Saved entries

==================================================

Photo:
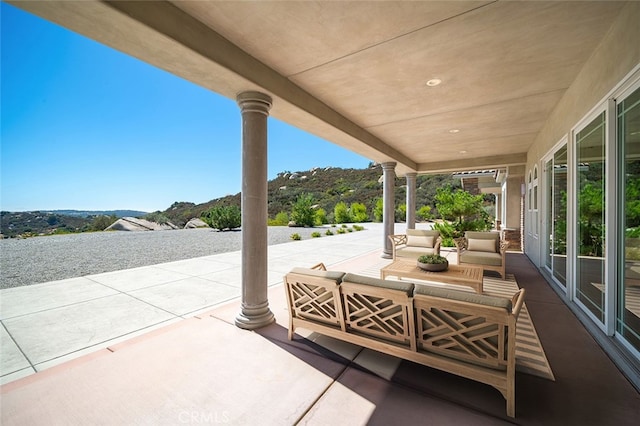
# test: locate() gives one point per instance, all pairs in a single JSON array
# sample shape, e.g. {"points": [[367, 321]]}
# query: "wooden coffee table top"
{"points": [[470, 276]]}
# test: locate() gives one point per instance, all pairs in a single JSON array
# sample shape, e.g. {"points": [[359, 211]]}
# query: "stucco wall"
{"points": [[614, 58]]}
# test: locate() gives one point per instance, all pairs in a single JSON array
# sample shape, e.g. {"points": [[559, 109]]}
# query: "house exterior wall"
{"points": [[613, 59], [611, 64]]}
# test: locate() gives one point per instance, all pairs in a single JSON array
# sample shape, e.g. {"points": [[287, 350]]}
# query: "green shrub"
{"points": [[358, 213], [282, 219], [341, 213], [320, 217], [400, 214], [223, 217], [447, 233], [303, 213], [378, 210], [424, 213]]}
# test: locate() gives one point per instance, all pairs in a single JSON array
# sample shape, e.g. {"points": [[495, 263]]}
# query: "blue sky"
{"points": [[86, 127]]}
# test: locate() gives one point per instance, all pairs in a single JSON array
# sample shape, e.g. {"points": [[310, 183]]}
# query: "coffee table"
{"points": [[470, 276]]}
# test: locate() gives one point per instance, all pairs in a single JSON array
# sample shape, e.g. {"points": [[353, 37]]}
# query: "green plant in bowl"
{"points": [[433, 262]]}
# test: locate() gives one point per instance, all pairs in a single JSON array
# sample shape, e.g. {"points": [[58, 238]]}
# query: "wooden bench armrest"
{"points": [[461, 244], [320, 267], [516, 301], [398, 239]]}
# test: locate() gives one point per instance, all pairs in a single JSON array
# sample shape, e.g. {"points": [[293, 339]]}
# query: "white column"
{"points": [[255, 312], [411, 200], [388, 197]]}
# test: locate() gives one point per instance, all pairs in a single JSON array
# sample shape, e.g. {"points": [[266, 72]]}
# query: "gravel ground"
{"points": [[42, 259]]}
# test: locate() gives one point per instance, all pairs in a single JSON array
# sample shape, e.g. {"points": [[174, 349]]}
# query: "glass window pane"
{"points": [[559, 248], [590, 229], [548, 170], [628, 309]]}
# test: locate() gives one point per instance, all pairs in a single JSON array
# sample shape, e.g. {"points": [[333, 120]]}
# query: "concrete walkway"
{"points": [[44, 325]]}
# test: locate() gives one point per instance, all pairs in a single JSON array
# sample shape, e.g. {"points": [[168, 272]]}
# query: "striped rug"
{"points": [[530, 356]]}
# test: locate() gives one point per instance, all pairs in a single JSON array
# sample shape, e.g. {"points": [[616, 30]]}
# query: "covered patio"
{"points": [[199, 370]]}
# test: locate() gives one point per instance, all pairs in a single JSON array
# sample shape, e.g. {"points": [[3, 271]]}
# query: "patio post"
{"points": [[255, 312], [388, 197], [411, 200]]}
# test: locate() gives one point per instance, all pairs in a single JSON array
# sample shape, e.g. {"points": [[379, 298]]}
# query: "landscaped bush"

==================================================

WHAT YOU HAVE TO DO
Write out every entry exactly. Pictures do not belong in the copy.

RESPONSE FOR THIS EXERCISE
Photo:
# test: locate() gives one point per instance, all pairs in a single JSON array
# sample shape, e.g. {"points": [[367, 321]]}
# query: "wooden coffee table top"
{"points": [[470, 276]]}
# test: locate() gives one point per instance, all pairs in a single JSON array
# sample shape, e.g. {"points": [[359, 211]]}
# query: "stucco wall"
{"points": [[614, 58]]}
# test: locate() gives one point per instance, all pairs in a single JSON array
# sample shape, e.g. {"points": [[559, 109]]}
# query: "house exterior wall"
{"points": [[613, 59], [611, 64]]}
# test: locate() gives one point per instance, all pairs in a single JSON array
# sample shape, e.g. {"points": [[287, 350]]}
# query: "green shrub"
{"points": [[358, 213], [282, 219], [341, 213], [320, 217], [400, 214], [223, 217], [447, 233], [303, 213], [378, 210], [424, 213]]}
# test: locate() gives one point per instance, all pairs in a single JSON array
# sample shape, e.g. {"points": [[495, 263]]}
# query: "blue sky"
{"points": [[86, 127]]}
# test: locate() gives one point per instance, all pairs in a single JSON array
# sample shape, e.g. {"points": [[310, 183]]}
# query: "coffee table"
{"points": [[470, 276]]}
# test: locate() gives one point per instance, all pairs in a single JSON array
# sample shape, e.g. {"points": [[353, 37]]}
# query: "green plant in bowl"
{"points": [[433, 262]]}
# test: locate() gives one point per instance, all pairs in a single JSON array
# sample shape, e.g. {"points": [[58, 238]]}
# query: "wooden bench armrest"
{"points": [[461, 244], [320, 267], [516, 301], [398, 239]]}
# test: locate() gives one point per instance, all pairs in a single JSON array
# sample shape, e.g. {"points": [[293, 339]]}
# query: "white column"
{"points": [[255, 312], [411, 200], [388, 197]]}
# test: locate() gives one point per instance, all pairs in a single JSON array
# sample shape, e.g. {"points": [[266, 72]]}
# query: "gravel ground"
{"points": [[42, 259]]}
# test: locate() gives one point per instance, all pairs in a single JSON array
# sample shape, e.g. {"points": [[174, 349]]}
# query: "glass window pane"
{"points": [[559, 248], [590, 229], [548, 170], [628, 309]]}
# test: locate() gives one point per instance, all pairs in a single JSON array
# sample shape, e.g. {"points": [[333, 120]]}
# query: "concrete walkway"
{"points": [[44, 325]]}
# test: locate() gives one point per instance, all pairs in a single JSON array
# sample shape, e.g. {"points": [[168, 272]]}
# query: "striped rug"
{"points": [[530, 356]]}
# test: locate() gives one point per instance, all pairs in a single JSON array
# sample shape, e.g. {"points": [[616, 30]]}
# query: "covered patio"
{"points": [[199, 370]]}
# test: locate() gives one point per instance, all pairs in a single JSON array
# sample shape, e.g. {"points": [[3, 271]]}
# query: "patio post"
{"points": [[255, 312], [388, 197], [411, 200]]}
# test: locate() gives one point per instance, all pairs in a single JSON array
# sample shape, e.g. {"points": [[379, 298]]}
# query: "landscaped bush"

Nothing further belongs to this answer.